#### Требования:
Верните все приведённые ниже строки без единого изменения.

#### Входные данные:

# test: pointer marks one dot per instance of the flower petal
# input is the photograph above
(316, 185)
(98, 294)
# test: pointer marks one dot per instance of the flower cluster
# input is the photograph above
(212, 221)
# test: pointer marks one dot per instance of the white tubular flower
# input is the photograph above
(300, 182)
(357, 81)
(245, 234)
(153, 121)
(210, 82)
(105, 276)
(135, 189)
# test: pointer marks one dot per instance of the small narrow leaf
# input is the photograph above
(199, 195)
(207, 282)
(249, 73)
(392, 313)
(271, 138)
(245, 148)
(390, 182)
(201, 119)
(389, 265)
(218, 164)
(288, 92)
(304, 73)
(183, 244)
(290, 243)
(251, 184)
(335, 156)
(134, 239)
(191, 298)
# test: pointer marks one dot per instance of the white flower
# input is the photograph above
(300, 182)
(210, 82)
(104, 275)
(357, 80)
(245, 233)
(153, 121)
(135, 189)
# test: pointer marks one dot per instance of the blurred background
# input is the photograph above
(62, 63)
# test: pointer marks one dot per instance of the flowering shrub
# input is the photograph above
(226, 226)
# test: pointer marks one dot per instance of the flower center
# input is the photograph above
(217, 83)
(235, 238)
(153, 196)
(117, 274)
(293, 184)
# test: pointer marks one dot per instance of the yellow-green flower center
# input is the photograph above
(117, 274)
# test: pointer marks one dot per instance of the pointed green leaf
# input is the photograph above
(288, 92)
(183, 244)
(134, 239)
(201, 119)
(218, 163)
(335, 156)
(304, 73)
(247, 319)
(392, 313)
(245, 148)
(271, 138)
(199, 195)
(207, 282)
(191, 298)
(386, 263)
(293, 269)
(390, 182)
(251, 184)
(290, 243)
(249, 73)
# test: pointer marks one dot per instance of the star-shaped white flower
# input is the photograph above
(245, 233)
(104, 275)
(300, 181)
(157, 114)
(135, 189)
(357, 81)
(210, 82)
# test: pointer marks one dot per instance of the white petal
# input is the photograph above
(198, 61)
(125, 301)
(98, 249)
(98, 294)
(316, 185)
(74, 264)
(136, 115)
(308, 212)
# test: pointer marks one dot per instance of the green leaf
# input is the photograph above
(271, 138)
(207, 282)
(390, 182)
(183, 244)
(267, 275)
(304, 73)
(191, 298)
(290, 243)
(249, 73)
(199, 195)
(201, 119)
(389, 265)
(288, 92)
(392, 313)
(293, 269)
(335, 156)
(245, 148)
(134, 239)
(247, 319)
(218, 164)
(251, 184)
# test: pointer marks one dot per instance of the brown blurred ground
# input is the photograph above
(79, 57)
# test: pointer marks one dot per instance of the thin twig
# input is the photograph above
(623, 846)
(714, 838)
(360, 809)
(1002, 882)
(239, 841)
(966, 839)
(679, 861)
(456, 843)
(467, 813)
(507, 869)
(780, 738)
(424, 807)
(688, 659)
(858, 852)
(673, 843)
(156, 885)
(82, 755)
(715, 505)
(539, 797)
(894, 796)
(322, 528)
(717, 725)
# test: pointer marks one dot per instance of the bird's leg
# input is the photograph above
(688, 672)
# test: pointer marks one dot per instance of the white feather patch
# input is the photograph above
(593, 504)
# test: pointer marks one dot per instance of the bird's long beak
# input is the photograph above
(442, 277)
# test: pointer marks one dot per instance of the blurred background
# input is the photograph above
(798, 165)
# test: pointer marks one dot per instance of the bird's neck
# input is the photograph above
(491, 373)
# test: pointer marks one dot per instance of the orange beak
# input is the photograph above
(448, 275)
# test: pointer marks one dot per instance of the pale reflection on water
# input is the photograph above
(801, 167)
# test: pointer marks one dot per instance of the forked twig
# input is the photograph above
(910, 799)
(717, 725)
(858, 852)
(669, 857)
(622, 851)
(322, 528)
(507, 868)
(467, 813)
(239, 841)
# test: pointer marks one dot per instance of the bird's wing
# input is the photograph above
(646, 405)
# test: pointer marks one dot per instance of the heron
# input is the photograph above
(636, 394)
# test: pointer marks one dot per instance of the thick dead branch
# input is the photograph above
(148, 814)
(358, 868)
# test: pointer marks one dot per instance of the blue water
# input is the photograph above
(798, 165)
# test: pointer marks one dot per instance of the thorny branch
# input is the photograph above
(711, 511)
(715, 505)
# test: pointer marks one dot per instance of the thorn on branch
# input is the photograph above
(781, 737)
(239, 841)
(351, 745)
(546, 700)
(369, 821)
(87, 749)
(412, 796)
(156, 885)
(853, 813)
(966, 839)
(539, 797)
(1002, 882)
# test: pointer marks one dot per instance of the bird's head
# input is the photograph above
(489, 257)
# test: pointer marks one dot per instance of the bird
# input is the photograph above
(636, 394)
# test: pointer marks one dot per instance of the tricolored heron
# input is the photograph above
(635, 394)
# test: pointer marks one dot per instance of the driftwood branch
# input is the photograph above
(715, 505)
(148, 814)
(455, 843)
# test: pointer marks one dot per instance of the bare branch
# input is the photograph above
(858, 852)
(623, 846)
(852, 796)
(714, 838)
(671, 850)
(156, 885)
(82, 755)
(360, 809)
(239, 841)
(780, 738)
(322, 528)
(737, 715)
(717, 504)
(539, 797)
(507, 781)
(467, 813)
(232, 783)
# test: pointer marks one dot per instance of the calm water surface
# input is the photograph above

#### Результат упражнения:
# test: pointer marks one dot per instance of the flower petal
# input is the photograph above
(316, 185)
(98, 294)
# test: pointer marks one dot per instance of the flower cluster
# input is the photograph above
(212, 221)
# test: pointer marks one dot per instance of the white tubular flower
# input is the photograph above
(300, 182)
(357, 81)
(245, 234)
(153, 121)
(210, 82)
(105, 276)
(135, 189)
# test: pointer marks one dot per instance of the small narrow leaf
# input is the photograph above
(199, 195)
(207, 282)
(249, 73)
(392, 313)
(271, 138)
(245, 148)
(390, 182)
(201, 119)
(389, 265)
(218, 164)
(288, 92)
(304, 73)
(183, 244)
(290, 243)
(251, 184)
(335, 156)
(134, 239)
(191, 298)
# test: pointer marks one dot per instance of the white flower
# input is the photograph above
(300, 182)
(210, 82)
(104, 275)
(357, 80)
(245, 233)
(153, 121)
(135, 189)
# test: pointer marks one dot per instance of the blurred background
# input is the photograph above
(62, 63)
# test: pointer marks one dot per instance of the flowering shrub
# input is the photograph above
(226, 226)
# test: pointer marks one dot per instance of the flower center
# input is the photograph above
(217, 83)
(235, 238)
(153, 196)
(117, 274)
(293, 184)
# test: pointer marks one dot per instance of the yellow-green flower center
# input is the photograph above
(117, 274)
# test: pointer marks one dot per instance of the pointed green leaf
# input is the photograph above
(288, 92)
(183, 244)
(134, 239)
(201, 119)
(218, 163)
(335, 156)
(304, 73)
(247, 319)
(392, 313)
(245, 148)
(271, 138)
(199, 195)
(207, 282)
(191, 298)
(386, 263)
(293, 269)
(390, 182)
(251, 184)
(290, 243)
(249, 73)
# test: pointer marks one dot per instance of the star-shaped white flower
# input is the photograph above
(245, 233)
(104, 275)
(300, 181)
(157, 114)
(135, 189)
(357, 81)
(210, 82)
# test: pointer marks one dot per instance of the white petal
# input is the photograph above
(198, 61)
(125, 301)
(98, 249)
(98, 294)
(316, 185)
(74, 264)
(136, 115)
(308, 212)
# test: pointer marks one dot per instance of the green leaf
# input is the photograph above
(271, 138)
(207, 282)
(390, 182)
(183, 244)
(267, 275)
(304, 73)
(191, 298)
(290, 243)
(249, 73)
(199, 195)
(201, 119)
(389, 265)
(288, 92)
(392, 313)
(293, 269)
(335, 156)
(245, 148)
(134, 239)
(247, 319)
(218, 164)
(251, 184)
# test: pointer marks one dot per instance of the brown blurred ground
# input is the photograph above
(79, 57)
# test: pointer marks one dot per instance of the thin twig
# input is the photograph above
(623, 846)
(714, 838)
(360, 809)
(1002, 882)
(239, 841)
(966, 839)
(679, 861)
(456, 843)
(467, 813)
(507, 869)
(780, 738)
(424, 807)
(688, 659)
(858, 852)
(673, 843)
(156, 885)
(82, 755)
(715, 505)
(539, 797)
(894, 796)
(322, 528)
(717, 725)
# test: pointer marks one dot per instance of the bird's leg
# input is the photograph above
(688, 672)
# test: pointer marks one dot per instance of the white feather patch
# input is the photograph above
(593, 504)
# test: pointer marks one dot per instance of the bird's long beak
# input is the photograph above
(442, 277)
# test: pointer marks one dot per instance of the blurred background
# input is the photograph above
(798, 165)
# test: pointer marks one dot per instance of the bird's neck
# input is the photograph above
(491, 373)
# test: pointer marks one dot per instance of the orange beak
# input is the photograph above
(448, 275)
# test: pointer marks one dot per instance of the pale reflection on water
# input is the photograph above
(801, 167)
# test: pointer marks one dot per instance of the forked twig
# input is the photograph above
(910, 799)
(717, 725)
(858, 852)
(669, 857)
(622, 851)
(322, 528)
(507, 868)
(467, 813)
(239, 841)
# test: pointer marks one dot per instance of the bird's wing
# input is the photograph above
(646, 405)
# test: pointer marks one dot per instance of the heron
# input is the photograph above
(636, 394)
# test: pointer marks one dot per instance of the thick dead branch
# input is the photograph above
(148, 814)
(358, 868)
# test: pointer marks one dot per instance of the blue water
# input is the photograph above
(798, 165)
# test: pointer marks one dot per instance of the thorny branch
# input is the photograph above
(711, 511)
(715, 505)
# test: pointer marks one dot per instance of the thorn on branch
# input is the photograph above
(781, 737)
(239, 841)
(351, 745)
(546, 700)
(369, 821)
(87, 749)
(412, 796)
(156, 885)
(853, 813)
(966, 839)
(539, 797)
(1002, 882)
# test: pointer marks one dot per instance of the bird's head
# input is the photograph above
(489, 257)
# test: pointer marks one dot per instance of the bird
# input is the photograph above
(636, 394)
# test: pointer marks one dot per instance of the tricolored heron
# input is the photograph above
(635, 394)
# test: pointer marks one dot per instance of the driftwood branch
# input is the photograph above
(715, 505)
(148, 814)
(455, 843)
# test: pointer marks one dot per instance of the bare branch
# input is the photograph above
(858, 852)
(623, 846)
(852, 796)
(714, 838)
(671, 850)
(156, 885)
(82, 755)
(360, 809)
(239, 841)
(780, 738)
(322, 528)
(737, 715)
(717, 504)
(539, 797)
(507, 781)
(467, 813)
(232, 783)
# test: pointer marks one dot per instance of the calm water surface
# input is the photograph above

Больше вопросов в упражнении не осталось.